EXERCISE DETAILS: In the page extract on refactoring unfreeze_partials(), what count of locked Cmpxchg Double redos does the slabinfo output show after the change?

PAGE EXTRACT:
* Start *
Current implementation of unfreeze_partials() is so complicated,
but benefit from it is insignificant. In addition many code in
do {} while loop have a bad influence to a fail rate of cmpxchg_double_slab.
Under current implementation which test status of cpu partial slab
and acquire list_lock in do {} while loop,
we don't need to acquire a list_lock and gain a little benefit
when front of the cpu partial slab is to be discarded, but this is a rare case.
In case that add_partial is performed and cmpxchg_double_slab is failed,
remove_partial should be called case by case.

I think that these are disadvantages of current implementation,
so I do refactoring unfreeze_partials().

Minimizing code in do {} while loop introduce a reduced fail rate
of cmpxchg_double_slab. Below is output of 'slabinfo -r kmalloc-256'
when './perf stat -r 33 hackbench 50 process 4000 > /dev/null' is done.

** before **
Cmpxchg_double Looping
------------------------
Locked Cmpxchg Double redos 182685
Unlocked Cmpxchg Double redos 0

** after **
Cmpxchg_double Looping
------------------------
Locked Cmpxchg Double redos 177995
Unlocked Cmpxchg Double redos 1

We can see cmpxchg_double_slab fail rate is improved slightly.

Bolow is output of './perf stat -r 30 hackbench 50 process 4000 > /dev/null'.

** before **
Performance counter stats for './hackbench 50 process 4000' (30 runs):

108517.190463 task-clock # 7.926 CPUs utilized ( +- 0.24% )
2,919,550 context-switches # 0.027 M/sec ( +- 3.07% )
100,774 CPU-migrations # 0.929 K/sec ( +- 4.72% )
124,201 page-faults # 0.001 M/sec ( +- 0.15% )
401,500,234,387 cycles # 3.700 GHz ( +- 0.24% )
<not supported> stalled-cycles-frontend
<not supported> stalled-cycles-backend
250,576,913,354 instructions # 0.62 insns per cycle ( +- 0.13% )
45,934,956,860 branches # 423.297 M/sec ( +- 0.14% )
188,219,787 branch-misses # 0.41% of all branches ( +- 0.56% )

13.691837307 seconds time elapsed ( +- 0.24% )

** after **
Performance counter stats for './hackbench 50 process 4000' (30 runs):

107784.479767 task-clock # 7.928 CPUs utilized ( +- 0.22% )
2,834,781 context-switches # 0.026 M/sec ( +- 2.33% )
93,083 CPU-migrations # 0.864 K/sec ( +- 3.45% )
123,967 page-faults # 0.001 M/sec ( +- 0.15% )
398,781,421,836 cycles # 3.700 GHz ( +- 0.22% )
<not supported> stalled-cycles-frontend
<not supported> stalled-cycles-backend
250,189,160,419 instructions # 0.63 insns per cycle ( +- 0.09% )
45,855,370,128 branches # 425.436 M/sec ( +- 0.10% )
* End *
GIVEN ENTRIES:
* Start *
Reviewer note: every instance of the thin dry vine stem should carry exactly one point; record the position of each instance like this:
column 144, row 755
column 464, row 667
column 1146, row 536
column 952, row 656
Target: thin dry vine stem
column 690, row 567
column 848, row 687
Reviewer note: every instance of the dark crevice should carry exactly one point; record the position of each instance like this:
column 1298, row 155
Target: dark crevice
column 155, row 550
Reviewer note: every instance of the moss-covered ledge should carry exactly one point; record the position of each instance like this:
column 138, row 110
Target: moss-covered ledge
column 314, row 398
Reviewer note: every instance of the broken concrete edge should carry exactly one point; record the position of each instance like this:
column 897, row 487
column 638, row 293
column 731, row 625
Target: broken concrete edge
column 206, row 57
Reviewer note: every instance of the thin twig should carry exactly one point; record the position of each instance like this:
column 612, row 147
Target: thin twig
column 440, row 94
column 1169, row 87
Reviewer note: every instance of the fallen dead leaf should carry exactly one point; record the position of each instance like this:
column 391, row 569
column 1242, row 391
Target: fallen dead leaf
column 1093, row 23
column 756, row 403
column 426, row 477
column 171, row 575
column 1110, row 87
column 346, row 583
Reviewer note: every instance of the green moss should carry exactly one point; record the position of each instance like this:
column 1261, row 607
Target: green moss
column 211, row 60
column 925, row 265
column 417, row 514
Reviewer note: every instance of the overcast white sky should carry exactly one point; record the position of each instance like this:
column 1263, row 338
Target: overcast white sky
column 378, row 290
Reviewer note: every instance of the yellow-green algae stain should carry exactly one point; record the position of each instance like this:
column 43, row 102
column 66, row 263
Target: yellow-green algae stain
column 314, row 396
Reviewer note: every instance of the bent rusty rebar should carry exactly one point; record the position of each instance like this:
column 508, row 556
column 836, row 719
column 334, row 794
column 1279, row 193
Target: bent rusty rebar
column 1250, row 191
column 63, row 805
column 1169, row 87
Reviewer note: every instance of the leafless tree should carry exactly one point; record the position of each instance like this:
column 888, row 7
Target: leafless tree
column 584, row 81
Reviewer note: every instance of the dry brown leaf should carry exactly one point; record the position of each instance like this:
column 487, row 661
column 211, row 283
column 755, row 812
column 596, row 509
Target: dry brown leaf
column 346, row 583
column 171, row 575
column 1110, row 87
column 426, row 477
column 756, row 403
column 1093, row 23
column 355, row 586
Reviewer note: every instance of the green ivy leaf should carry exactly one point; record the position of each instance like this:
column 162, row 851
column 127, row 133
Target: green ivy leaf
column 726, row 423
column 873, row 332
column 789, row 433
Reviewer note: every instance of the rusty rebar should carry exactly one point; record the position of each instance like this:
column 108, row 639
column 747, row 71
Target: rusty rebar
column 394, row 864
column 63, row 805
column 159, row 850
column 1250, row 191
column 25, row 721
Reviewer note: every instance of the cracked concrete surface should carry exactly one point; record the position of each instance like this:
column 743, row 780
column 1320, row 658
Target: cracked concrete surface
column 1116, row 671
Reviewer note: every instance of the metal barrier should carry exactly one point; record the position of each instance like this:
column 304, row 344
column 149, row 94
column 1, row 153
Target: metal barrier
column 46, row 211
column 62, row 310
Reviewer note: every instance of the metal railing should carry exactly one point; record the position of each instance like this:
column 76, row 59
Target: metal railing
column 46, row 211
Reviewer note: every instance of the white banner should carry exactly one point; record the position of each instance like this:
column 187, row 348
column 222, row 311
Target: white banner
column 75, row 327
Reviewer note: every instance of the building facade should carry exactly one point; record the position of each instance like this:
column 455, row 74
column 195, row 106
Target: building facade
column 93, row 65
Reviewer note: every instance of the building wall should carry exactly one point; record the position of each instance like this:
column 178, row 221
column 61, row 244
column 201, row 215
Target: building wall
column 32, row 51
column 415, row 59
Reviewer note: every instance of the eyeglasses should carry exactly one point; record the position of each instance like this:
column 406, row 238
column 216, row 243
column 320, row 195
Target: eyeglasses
* End *
* Start *
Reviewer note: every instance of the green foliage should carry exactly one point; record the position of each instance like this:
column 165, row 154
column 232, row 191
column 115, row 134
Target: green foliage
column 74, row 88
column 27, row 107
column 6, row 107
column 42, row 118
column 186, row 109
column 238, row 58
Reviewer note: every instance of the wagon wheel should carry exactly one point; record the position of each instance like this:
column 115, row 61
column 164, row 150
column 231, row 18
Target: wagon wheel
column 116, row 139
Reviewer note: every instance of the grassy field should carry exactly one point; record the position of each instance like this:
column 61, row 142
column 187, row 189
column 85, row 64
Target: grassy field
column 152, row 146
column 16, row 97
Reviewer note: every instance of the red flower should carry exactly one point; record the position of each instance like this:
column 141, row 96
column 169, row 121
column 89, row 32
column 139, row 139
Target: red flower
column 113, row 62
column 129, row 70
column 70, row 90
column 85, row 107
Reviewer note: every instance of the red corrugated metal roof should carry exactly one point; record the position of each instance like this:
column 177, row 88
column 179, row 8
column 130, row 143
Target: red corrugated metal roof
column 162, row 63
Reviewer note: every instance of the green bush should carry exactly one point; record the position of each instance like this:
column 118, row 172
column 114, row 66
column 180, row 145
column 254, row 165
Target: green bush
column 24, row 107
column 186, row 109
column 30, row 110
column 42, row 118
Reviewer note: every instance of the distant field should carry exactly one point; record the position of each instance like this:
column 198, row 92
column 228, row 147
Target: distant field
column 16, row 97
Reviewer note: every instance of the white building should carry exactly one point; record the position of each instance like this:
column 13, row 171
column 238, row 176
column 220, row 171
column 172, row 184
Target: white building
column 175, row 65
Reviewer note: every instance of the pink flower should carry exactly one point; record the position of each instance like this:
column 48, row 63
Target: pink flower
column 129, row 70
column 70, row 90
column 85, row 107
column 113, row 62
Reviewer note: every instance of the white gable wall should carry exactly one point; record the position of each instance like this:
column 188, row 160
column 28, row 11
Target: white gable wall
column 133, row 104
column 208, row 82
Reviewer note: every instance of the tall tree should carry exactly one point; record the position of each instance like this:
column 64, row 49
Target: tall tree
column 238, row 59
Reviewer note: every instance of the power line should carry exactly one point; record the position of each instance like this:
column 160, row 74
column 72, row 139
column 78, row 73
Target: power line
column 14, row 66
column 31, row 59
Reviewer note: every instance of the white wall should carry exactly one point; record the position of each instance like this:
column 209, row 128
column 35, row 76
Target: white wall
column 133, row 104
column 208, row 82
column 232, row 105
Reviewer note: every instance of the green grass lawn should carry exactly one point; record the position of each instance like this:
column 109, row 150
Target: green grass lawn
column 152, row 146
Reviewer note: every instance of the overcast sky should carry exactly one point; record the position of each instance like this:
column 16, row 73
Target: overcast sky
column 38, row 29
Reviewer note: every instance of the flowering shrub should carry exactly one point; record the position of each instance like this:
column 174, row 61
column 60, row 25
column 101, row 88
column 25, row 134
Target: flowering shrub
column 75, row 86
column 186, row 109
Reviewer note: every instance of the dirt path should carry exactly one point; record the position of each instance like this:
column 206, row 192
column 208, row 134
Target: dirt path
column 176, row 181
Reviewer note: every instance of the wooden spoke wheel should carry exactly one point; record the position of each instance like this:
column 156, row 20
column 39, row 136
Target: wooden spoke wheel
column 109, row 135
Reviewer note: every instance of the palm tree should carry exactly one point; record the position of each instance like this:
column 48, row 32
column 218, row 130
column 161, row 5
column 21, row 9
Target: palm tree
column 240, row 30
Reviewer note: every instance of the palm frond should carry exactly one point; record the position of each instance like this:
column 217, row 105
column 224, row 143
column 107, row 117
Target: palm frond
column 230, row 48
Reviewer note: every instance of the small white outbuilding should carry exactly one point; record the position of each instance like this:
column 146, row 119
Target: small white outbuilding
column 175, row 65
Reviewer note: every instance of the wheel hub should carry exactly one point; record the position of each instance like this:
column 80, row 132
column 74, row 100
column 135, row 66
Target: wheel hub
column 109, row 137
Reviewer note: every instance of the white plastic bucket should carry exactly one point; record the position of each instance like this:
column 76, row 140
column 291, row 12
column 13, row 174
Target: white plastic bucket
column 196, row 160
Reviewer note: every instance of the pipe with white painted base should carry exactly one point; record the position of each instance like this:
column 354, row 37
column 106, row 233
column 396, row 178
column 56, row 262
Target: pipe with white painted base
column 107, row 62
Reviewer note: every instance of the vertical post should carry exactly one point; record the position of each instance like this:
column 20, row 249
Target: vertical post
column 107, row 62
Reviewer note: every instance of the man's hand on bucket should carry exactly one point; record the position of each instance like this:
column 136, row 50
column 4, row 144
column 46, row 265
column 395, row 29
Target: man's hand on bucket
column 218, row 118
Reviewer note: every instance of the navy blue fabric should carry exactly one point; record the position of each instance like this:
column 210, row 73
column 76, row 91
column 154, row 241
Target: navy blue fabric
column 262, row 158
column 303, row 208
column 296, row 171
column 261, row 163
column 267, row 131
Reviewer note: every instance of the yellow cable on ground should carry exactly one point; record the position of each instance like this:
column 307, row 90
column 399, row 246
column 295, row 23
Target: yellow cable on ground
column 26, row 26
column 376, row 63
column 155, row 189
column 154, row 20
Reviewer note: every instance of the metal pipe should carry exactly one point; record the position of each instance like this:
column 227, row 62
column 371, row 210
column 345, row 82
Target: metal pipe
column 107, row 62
* End *
* Start *
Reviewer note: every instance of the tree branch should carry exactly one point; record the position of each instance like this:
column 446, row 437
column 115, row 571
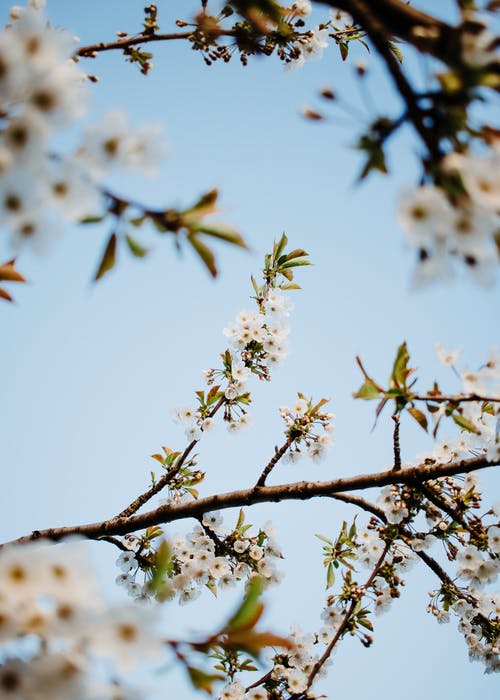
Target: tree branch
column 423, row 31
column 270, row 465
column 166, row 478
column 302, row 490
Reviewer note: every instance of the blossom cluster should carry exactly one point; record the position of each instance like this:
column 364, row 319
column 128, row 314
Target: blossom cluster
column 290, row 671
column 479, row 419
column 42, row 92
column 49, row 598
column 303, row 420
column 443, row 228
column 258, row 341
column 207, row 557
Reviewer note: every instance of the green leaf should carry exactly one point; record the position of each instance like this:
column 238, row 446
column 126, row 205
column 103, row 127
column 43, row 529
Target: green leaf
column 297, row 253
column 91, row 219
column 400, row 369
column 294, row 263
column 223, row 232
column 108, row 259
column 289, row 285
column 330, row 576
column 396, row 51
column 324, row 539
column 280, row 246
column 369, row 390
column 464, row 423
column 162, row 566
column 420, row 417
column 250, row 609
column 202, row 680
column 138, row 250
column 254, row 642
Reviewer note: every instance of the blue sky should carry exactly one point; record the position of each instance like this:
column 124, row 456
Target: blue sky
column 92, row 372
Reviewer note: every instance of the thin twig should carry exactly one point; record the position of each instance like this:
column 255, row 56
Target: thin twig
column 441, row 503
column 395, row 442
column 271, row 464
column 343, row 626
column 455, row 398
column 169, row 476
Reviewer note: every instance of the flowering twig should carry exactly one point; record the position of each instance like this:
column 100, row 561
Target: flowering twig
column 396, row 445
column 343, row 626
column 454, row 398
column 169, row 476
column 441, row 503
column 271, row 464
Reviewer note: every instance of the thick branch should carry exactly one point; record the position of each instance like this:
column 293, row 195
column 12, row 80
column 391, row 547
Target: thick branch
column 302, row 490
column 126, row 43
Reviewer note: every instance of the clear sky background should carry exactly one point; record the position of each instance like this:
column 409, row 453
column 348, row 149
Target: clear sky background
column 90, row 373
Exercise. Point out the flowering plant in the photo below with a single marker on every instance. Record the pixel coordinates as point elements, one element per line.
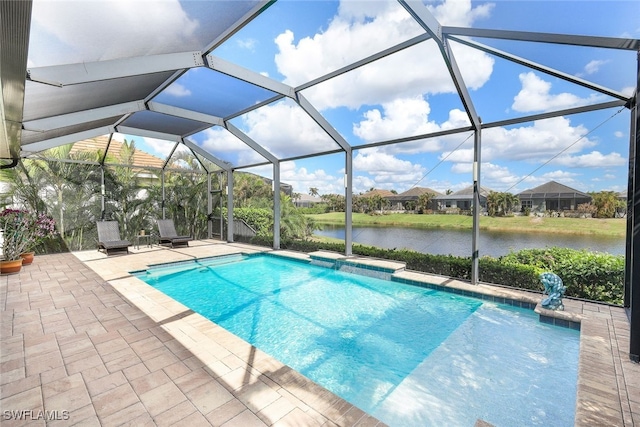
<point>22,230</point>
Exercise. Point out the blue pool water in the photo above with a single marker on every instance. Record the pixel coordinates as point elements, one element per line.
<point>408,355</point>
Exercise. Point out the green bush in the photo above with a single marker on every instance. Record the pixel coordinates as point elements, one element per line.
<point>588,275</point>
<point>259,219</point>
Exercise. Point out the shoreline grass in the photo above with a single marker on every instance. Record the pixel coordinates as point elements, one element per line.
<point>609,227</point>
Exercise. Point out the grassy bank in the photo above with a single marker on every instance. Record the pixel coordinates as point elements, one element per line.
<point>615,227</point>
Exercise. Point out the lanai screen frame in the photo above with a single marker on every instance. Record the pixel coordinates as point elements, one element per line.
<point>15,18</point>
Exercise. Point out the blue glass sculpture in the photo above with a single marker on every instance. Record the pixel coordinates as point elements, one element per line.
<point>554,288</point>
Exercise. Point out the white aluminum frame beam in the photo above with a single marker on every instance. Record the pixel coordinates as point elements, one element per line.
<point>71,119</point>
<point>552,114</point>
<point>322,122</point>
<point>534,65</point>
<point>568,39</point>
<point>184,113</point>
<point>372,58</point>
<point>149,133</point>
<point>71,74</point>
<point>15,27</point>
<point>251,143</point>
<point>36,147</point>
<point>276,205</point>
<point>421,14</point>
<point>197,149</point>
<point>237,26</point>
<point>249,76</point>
* End *
RESULT: 177995